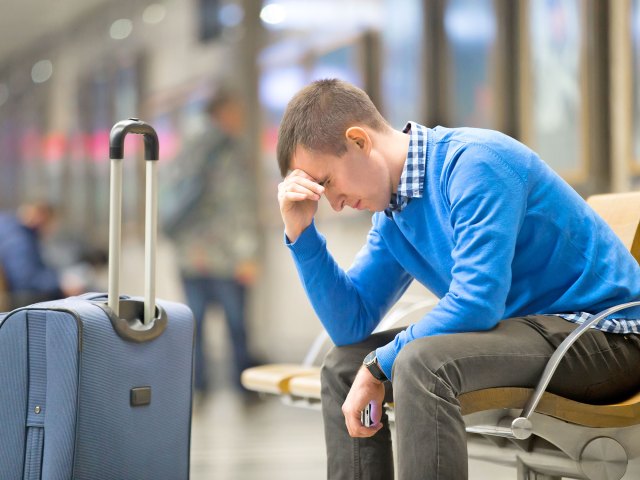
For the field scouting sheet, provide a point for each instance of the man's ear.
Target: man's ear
(359, 137)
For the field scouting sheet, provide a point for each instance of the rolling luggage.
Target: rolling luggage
(99, 386)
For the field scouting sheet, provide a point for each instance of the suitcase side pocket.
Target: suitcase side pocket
(33, 453)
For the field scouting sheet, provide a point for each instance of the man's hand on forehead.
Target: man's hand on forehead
(300, 186)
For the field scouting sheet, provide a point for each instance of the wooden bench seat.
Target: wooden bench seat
(289, 379)
(275, 378)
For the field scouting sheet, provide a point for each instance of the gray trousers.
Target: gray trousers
(429, 374)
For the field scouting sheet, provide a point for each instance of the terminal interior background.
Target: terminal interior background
(563, 76)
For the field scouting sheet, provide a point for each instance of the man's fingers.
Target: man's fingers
(300, 191)
(357, 430)
(300, 178)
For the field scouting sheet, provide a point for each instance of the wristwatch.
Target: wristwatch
(371, 362)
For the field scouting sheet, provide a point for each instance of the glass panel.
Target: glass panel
(470, 28)
(635, 35)
(556, 106)
(403, 57)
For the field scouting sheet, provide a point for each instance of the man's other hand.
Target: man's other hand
(365, 389)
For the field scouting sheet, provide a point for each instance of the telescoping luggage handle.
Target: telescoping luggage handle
(116, 154)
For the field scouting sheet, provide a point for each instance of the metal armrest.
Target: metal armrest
(521, 427)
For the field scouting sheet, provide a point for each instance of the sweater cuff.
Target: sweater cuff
(308, 244)
(386, 356)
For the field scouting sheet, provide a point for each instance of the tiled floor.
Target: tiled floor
(268, 440)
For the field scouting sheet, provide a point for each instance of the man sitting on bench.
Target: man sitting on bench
(516, 257)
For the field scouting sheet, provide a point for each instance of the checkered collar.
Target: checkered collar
(412, 179)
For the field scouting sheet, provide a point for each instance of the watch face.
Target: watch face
(370, 358)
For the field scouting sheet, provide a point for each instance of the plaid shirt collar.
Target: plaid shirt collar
(412, 179)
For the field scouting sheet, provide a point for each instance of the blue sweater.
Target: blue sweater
(496, 234)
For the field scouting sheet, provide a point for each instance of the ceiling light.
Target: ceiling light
(4, 94)
(273, 14)
(154, 13)
(41, 71)
(121, 29)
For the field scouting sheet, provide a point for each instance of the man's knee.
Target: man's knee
(431, 361)
(341, 361)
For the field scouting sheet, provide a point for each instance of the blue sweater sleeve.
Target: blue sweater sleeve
(349, 304)
(487, 201)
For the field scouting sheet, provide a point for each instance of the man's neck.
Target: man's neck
(398, 148)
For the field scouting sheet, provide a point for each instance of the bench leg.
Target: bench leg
(525, 473)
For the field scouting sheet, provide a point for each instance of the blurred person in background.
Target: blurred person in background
(26, 275)
(211, 218)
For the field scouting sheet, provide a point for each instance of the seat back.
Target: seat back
(621, 211)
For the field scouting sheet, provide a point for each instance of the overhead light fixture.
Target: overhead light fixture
(154, 13)
(273, 14)
(4, 94)
(231, 15)
(41, 71)
(121, 29)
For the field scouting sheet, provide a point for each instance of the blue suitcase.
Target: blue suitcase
(99, 386)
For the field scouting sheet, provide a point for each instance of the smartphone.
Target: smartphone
(367, 415)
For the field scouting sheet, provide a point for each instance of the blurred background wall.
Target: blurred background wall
(563, 76)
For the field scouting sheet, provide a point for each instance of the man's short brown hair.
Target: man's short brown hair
(317, 117)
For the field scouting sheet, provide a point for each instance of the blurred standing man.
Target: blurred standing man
(214, 228)
(28, 279)
(516, 257)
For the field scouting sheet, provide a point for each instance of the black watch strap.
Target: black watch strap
(371, 362)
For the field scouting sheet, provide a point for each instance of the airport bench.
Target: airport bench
(544, 436)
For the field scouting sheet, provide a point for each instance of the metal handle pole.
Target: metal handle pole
(151, 234)
(115, 227)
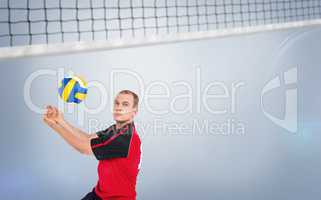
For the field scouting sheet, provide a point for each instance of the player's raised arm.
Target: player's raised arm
(73, 136)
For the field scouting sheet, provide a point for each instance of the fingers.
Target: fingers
(49, 121)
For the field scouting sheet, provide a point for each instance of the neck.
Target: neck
(122, 124)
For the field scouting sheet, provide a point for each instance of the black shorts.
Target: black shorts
(91, 196)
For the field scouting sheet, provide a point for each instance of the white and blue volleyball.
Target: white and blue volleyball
(72, 90)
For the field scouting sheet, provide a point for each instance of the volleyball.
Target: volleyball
(72, 89)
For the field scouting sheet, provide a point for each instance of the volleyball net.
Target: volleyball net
(42, 27)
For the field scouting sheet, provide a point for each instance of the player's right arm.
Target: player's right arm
(73, 136)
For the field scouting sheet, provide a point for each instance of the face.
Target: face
(124, 109)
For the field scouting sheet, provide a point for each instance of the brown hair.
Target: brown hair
(135, 96)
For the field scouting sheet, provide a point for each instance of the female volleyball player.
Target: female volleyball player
(117, 148)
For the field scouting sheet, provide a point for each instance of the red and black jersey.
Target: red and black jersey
(119, 155)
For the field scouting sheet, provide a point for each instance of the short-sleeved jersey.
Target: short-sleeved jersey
(119, 155)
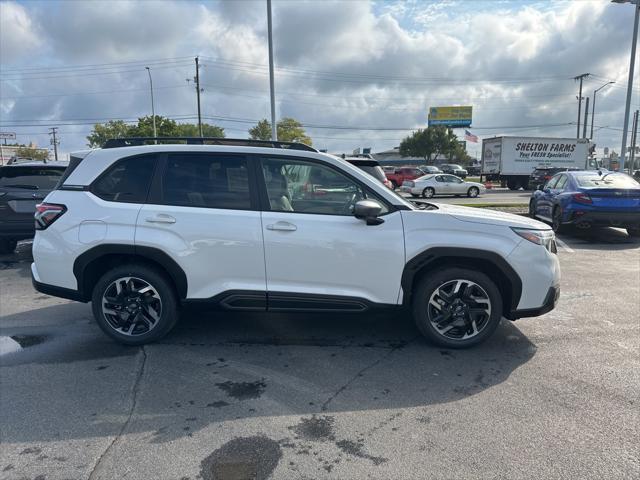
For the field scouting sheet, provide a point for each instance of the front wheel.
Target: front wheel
(633, 232)
(457, 307)
(7, 245)
(134, 304)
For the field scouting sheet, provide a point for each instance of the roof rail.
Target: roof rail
(137, 141)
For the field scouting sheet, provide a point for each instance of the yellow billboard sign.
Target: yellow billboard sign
(450, 116)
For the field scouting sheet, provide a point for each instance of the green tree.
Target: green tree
(34, 153)
(262, 131)
(191, 130)
(430, 142)
(165, 127)
(289, 130)
(104, 131)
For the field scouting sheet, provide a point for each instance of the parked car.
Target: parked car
(542, 175)
(430, 169)
(589, 198)
(429, 186)
(474, 170)
(372, 167)
(454, 169)
(399, 175)
(141, 230)
(22, 186)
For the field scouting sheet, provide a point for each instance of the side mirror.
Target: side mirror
(368, 210)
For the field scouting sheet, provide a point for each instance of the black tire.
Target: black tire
(158, 281)
(556, 221)
(7, 245)
(431, 283)
(428, 192)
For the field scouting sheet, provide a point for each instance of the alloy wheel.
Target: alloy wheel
(131, 306)
(459, 309)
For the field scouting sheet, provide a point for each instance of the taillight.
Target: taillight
(582, 198)
(47, 213)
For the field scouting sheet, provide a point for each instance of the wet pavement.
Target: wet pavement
(242, 396)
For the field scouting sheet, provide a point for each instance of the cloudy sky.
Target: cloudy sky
(355, 73)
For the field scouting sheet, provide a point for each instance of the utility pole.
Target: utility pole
(632, 62)
(580, 78)
(586, 118)
(198, 94)
(274, 128)
(153, 111)
(634, 138)
(54, 141)
(593, 106)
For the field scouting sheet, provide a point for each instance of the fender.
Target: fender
(157, 256)
(433, 256)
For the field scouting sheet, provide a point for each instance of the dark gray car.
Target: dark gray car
(22, 187)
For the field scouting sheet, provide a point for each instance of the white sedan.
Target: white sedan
(428, 186)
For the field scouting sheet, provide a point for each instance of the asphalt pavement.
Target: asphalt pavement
(241, 396)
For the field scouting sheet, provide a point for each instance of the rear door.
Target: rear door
(317, 253)
(203, 213)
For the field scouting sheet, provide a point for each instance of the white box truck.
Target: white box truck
(511, 160)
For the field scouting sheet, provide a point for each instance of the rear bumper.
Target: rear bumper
(54, 290)
(549, 304)
(606, 219)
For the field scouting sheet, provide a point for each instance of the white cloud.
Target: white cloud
(19, 34)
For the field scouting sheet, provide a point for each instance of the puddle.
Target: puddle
(243, 390)
(16, 343)
(244, 458)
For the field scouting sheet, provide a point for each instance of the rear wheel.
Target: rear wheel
(457, 307)
(134, 304)
(7, 245)
(428, 192)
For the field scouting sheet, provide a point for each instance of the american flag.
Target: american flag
(470, 137)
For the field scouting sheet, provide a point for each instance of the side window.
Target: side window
(305, 187)
(206, 180)
(562, 181)
(551, 184)
(127, 180)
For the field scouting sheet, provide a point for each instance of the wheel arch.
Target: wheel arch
(89, 266)
(487, 262)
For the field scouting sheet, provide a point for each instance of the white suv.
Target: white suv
(141, 230)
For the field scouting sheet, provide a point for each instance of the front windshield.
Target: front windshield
(611, 180)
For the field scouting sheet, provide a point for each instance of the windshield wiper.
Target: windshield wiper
(22, 185)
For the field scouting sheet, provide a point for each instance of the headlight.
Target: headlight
(546, 238)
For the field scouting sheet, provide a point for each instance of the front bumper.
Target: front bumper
(549, 304)
(606, 219)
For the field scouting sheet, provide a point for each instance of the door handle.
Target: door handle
(161, 218)
(282, 226)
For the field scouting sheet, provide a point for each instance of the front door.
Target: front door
(203, 214)
(316, 251)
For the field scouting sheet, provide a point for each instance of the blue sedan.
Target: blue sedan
(589, 198)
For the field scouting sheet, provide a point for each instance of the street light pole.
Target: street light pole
(274, 129)
(153, 111)
(632, 62)
(593, 106)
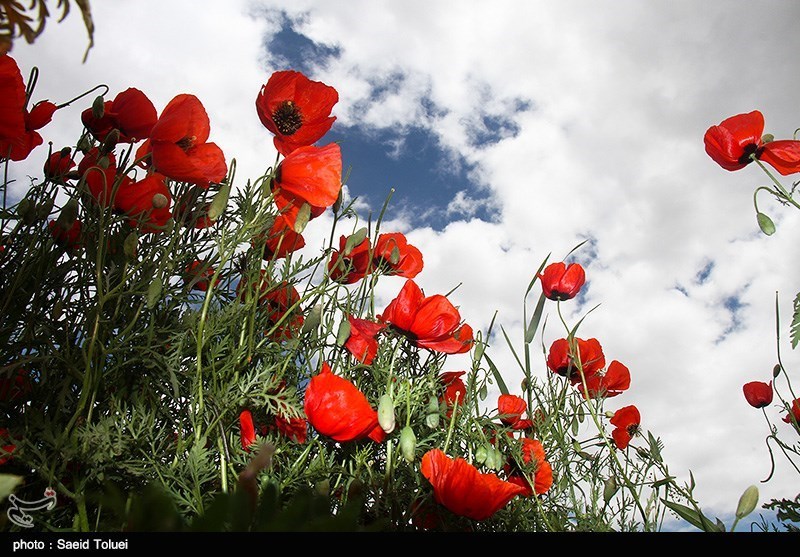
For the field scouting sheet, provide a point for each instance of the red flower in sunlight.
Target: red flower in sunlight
(567, 361)
(736, 140)
(179, 146)
(146, 202)
(100, 174)
(395, 256)
(280, 302)
(199, 274)
(295, 429)
(69, 238)
(533, 460)
(337, 409)
(795, 413)
(562, 282)
(310, 175)
(351, 266)
(362, 343)
(429, 322)
(758, 394)
(58, 164)
(130, 113)
(626, 421)
(616, 379)
(280, 240)
(248, 429)
(463, 490)
(454, 389)
(296, 109)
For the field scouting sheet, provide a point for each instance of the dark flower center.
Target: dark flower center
(287, 118)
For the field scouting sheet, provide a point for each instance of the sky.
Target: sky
(511, 131)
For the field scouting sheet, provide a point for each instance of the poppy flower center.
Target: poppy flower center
(287, 118)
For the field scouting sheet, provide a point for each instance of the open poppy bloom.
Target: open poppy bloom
(626, 421)
(461, 488)
(248, 430)
(146, 202)
(534, 467)
(429, 322)
(758, 394)
(349, 267)
(296, 109)
(568, 361)
(131, 113)
(337, 409)
(393, 255)
(616, 379)
(562, 282)
(310, 175)
(362, 343)
(795, 413)
(179, 146)
(736, 140)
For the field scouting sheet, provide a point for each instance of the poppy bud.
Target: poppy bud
(386, 413)
(160, 201)
(408, 443)
(747, 502)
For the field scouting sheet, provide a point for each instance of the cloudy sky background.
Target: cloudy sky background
(511, 130)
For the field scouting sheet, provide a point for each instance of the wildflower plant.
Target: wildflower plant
(167, 346)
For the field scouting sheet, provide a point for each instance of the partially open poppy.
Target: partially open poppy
(626, 421)
(461, 488)
(758, 394)
(337, 409)
(429, 322)
(362, 343)
(562, 282)
(131, 113)
(296, 109)
(568, 359)
(737, 140)
(393, 255)
(179, 146)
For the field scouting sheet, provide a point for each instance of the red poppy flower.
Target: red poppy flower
(337, 409)
(562, 282)
(58, 164)
(349, 267)
(248, 429)
(130, 113)
(429, 322)
(179, 146)
(567, 361)
(758, 394)
(626, 421)
(201, 279)
(146, 202)
(69, 238)
(454, 389)
(296, 109)
(395, 256)
(362, 343)
(280, 240)
(511, 408)
(279, 302)
(99, 172)
(533, 457)
(734, 142)
(461, 488)
(616, 379)
(293, 428)
(310, 175)
(794, 413)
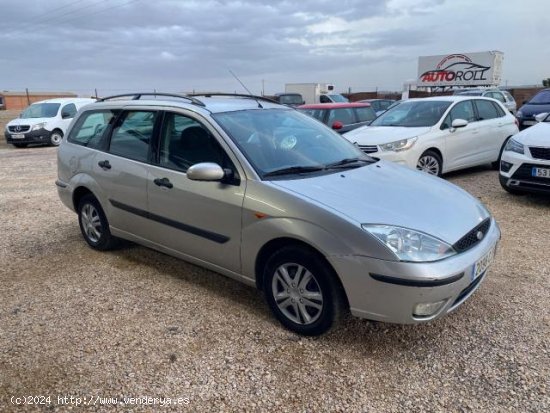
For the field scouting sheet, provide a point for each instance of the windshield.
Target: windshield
(541, 98)
(277, 139)
(290, 99)
(337, 98)
(413, 114)
(41, 110)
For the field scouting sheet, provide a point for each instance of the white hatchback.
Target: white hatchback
(525, 163)
(439, 134)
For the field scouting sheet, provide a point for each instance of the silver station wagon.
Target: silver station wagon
(268, 196)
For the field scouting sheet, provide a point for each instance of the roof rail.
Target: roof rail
(137, 96)
(241, 95)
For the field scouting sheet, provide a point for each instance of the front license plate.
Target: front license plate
(481, 266)
(541, 172)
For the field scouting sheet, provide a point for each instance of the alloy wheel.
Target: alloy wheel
(297, 293)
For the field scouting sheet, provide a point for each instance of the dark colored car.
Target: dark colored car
(289, 99)
(540, 103)
(379, 105)
(342, 117)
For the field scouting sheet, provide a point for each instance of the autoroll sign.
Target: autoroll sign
(460, 69)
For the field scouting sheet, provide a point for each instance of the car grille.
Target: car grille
(524, 172)
(470, 239)
(22, 128)
(368, 148)
(540, 153)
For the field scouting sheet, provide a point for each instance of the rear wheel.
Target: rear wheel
(94, 225)
(302, 291)
(56, 137)
(430, 162)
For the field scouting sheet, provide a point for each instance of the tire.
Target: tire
(430, 162)
(496, 164)
(302, 291)
(94, 225)
(512, 191)
(56, 137)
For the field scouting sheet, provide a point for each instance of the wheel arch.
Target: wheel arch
(269, 248)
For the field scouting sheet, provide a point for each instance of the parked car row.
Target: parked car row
(439, 134)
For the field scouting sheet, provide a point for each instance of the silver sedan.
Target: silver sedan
(270, 197)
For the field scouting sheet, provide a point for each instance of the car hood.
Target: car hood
(375, 135)
(530, 109)
(386, 193)
(27, 121)
(536, 135)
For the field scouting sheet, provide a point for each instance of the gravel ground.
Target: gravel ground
(136, 323)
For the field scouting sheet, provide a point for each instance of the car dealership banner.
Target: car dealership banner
(461, 69)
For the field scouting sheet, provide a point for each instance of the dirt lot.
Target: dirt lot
(136, 323)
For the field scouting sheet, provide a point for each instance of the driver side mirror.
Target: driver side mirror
(541, 116)
(210, 172)
(337, 125)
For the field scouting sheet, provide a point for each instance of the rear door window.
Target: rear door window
(92, 128)
(486, 110)
(133, 134)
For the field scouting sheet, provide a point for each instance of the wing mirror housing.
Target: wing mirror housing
(337, 125)
(212, 172)
(541, 116)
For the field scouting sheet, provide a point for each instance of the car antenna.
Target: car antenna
(245, 88)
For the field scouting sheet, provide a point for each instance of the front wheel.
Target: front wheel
(430, 162)
(302, 291)
(94, 225)
(56, 137)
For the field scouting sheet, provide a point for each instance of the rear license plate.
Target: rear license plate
(541, 172)
(481, 266)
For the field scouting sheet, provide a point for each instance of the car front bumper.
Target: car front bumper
(516, 172)
(389, 291)
(36, 136)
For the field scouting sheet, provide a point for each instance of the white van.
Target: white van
(44, 122)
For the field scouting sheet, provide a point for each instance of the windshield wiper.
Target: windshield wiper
(347, 162)
(294, 170)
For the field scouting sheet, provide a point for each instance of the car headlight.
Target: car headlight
(514, 146)
(400, 145)
(39, 126)
(410, 245)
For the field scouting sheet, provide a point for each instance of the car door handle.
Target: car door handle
(163, 182)
(104, 164)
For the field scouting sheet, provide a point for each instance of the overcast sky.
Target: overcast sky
(181, 45)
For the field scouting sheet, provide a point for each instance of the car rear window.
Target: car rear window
(365, 114)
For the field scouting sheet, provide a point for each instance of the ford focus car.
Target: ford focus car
(439, 134)
(273, 198)
(525, 163)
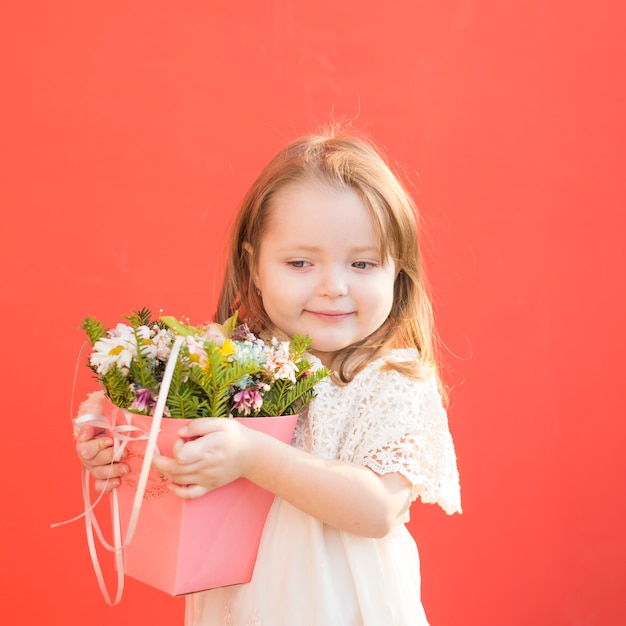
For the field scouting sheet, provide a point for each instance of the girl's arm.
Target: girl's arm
(216, 451)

**PROBLEM STATEMENT**
One stretch of the lines above is wanted, from the line that contains "the white van." through the line that contains "the car headlight.". Output it exactly.

**RESULT**
For the field scouting sheet, provide a point for each instance of the white van.
Target: white van
(44, 122)
For the field scouting sheet, provide a point for each instance of the windshield wiper.
Target: windshield wiper
(347, 162)
(294, 170)
For the field scouting sheet, provide a point for each instance of the car headlight.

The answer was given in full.